Stored records:
────────

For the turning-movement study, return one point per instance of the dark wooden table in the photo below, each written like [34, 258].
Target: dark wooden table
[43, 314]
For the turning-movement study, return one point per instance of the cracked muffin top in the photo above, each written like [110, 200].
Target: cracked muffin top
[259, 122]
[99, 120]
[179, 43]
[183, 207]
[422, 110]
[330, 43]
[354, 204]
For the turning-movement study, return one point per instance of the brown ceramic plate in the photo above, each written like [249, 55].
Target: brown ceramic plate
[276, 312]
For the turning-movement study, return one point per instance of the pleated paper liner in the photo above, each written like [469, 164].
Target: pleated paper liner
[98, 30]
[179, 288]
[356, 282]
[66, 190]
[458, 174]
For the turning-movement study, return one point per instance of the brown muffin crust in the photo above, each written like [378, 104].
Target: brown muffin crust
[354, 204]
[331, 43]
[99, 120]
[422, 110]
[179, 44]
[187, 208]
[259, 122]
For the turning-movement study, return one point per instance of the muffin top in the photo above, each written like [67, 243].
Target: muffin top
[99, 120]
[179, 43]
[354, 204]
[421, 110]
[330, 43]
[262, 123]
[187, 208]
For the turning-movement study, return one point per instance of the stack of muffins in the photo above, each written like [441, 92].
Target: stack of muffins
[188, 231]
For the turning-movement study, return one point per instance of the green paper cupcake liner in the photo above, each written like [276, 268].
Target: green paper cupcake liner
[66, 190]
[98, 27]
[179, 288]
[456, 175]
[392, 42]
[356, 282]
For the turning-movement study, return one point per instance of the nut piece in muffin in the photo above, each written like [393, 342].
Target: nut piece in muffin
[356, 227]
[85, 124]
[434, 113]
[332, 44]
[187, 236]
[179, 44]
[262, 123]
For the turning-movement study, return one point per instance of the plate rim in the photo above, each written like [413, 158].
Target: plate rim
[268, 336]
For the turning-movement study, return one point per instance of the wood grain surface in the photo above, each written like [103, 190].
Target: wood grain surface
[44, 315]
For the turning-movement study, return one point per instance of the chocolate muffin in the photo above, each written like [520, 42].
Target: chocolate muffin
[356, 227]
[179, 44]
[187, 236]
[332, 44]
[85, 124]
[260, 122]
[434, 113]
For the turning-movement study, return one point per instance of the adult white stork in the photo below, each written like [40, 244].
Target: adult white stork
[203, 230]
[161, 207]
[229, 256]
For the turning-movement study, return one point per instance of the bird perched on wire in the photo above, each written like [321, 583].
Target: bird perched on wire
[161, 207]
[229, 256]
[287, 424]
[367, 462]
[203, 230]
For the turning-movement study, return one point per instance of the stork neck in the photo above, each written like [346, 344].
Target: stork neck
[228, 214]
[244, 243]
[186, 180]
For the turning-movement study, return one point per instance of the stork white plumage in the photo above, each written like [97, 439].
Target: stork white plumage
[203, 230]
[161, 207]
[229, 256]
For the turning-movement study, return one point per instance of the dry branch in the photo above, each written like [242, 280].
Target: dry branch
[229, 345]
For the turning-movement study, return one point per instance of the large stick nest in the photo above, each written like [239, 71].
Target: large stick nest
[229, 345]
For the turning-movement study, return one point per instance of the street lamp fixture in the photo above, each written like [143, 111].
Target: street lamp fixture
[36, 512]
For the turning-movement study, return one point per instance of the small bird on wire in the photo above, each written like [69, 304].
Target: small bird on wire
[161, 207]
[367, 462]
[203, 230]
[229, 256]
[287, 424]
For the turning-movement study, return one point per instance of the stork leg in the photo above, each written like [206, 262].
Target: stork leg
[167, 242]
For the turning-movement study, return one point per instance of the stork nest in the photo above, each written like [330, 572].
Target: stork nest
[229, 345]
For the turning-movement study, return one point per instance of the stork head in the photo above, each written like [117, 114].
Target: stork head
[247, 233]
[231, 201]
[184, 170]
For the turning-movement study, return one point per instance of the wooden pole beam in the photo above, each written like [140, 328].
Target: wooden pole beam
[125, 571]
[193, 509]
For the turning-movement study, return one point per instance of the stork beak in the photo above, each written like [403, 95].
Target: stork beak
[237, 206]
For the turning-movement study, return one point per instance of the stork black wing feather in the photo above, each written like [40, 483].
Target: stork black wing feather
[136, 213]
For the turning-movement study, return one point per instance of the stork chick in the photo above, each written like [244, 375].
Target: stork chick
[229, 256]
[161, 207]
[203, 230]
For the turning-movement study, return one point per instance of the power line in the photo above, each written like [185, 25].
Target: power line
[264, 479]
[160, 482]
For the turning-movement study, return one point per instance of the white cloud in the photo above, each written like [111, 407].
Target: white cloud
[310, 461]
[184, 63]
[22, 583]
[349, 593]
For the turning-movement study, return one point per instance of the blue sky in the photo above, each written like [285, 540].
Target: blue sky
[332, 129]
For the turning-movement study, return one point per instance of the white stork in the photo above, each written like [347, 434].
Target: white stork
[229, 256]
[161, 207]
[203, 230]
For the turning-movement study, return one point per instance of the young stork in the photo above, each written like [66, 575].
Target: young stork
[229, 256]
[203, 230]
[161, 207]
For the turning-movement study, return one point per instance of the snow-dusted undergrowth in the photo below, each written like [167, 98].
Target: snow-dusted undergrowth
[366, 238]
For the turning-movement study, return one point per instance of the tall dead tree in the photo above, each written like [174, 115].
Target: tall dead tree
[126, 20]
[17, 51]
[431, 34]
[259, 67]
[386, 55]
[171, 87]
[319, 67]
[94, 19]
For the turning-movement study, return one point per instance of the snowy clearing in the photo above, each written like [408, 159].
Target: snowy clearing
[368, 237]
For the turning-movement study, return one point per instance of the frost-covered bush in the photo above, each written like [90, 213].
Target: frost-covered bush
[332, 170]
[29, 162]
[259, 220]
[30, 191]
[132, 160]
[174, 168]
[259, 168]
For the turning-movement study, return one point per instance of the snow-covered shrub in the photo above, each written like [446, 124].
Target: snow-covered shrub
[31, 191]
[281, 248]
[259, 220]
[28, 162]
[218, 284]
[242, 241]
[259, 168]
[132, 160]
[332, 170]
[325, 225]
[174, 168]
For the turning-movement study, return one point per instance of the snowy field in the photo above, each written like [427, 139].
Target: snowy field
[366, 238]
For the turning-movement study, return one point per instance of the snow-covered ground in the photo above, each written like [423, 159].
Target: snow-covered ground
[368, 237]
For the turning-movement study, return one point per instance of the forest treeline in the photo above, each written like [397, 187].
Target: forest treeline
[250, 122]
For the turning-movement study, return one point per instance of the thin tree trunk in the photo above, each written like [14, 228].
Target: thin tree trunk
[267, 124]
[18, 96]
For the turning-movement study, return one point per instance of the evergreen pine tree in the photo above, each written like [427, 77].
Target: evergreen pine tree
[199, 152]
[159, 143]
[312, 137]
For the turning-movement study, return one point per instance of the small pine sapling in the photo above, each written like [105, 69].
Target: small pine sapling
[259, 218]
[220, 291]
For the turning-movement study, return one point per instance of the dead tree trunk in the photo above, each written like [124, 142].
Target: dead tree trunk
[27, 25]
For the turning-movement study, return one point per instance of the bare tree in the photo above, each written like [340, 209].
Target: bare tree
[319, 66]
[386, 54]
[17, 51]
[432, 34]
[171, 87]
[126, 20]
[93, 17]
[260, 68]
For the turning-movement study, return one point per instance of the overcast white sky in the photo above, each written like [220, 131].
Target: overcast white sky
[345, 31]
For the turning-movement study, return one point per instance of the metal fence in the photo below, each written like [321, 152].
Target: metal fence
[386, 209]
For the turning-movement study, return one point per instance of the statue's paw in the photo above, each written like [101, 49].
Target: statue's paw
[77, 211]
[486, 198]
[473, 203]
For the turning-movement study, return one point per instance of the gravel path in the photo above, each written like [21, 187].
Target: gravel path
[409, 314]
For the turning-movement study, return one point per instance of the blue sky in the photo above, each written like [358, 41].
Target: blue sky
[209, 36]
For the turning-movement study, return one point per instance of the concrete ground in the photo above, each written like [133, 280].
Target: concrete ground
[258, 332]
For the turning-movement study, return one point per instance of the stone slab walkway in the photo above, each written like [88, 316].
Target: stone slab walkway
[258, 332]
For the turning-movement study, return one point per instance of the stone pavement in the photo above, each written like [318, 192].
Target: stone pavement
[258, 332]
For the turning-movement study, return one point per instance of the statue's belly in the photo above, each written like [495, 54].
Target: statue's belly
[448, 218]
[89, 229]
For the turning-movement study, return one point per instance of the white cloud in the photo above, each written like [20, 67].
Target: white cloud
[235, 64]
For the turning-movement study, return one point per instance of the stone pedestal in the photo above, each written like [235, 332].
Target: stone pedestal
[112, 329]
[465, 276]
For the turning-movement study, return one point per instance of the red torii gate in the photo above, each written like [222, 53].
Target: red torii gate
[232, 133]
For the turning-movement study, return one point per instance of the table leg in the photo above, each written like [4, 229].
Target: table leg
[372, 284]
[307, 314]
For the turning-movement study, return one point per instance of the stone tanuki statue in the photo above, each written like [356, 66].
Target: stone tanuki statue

────────

# SET EXERCISE:
Give the lines starting at the one containing "like [318, 192]." and ending with the last line of the entries as a JSON list of strings, one string per line, with blank lines left out.

# FINAL RESULT:
[
  "For the turning-movement study, return one point per instance of the stone pavement in the photo above, each written like [318, 192].",
  "Target: stone pavement",
  "[258, 332]",
  "For the turning-movement study, return one point per instance of the statue's belly in the photo above, each written like [495, 54].",
  "Target: statue's belly",
  "[448, 218]",
  "[89, 229]",
  "For the turning-movement study, return one point per instance of the white cloud in the photo above, each written like [20, 67].",
  "Target: white cloud",
  "[235, 64]",
  "For the turning-movement study, return one point per instance of the stone pedestal in the photo above, each written like [235, 332].",
  "Target: stone pedestal",
  "[112, 329]",
  "[465, 276]",
  "For the turning-movement study, return one point per instance of the red torii gate in the photo above, each written like [222, 53].",
  "Target: red torii gate",
  "[232, 133]",
  "For the turning-movement study, return one point per instance of the table leg in the photo above, each written like [4, 229].",
  "Target: table leg",
  "[372, 284]",
  "[307, 314]",
  "For the turning-movement study, return one point per instance of the stone tanuki statue in the photo above, each written like [356, 66].",
  "Target: stone tanuki statue"
]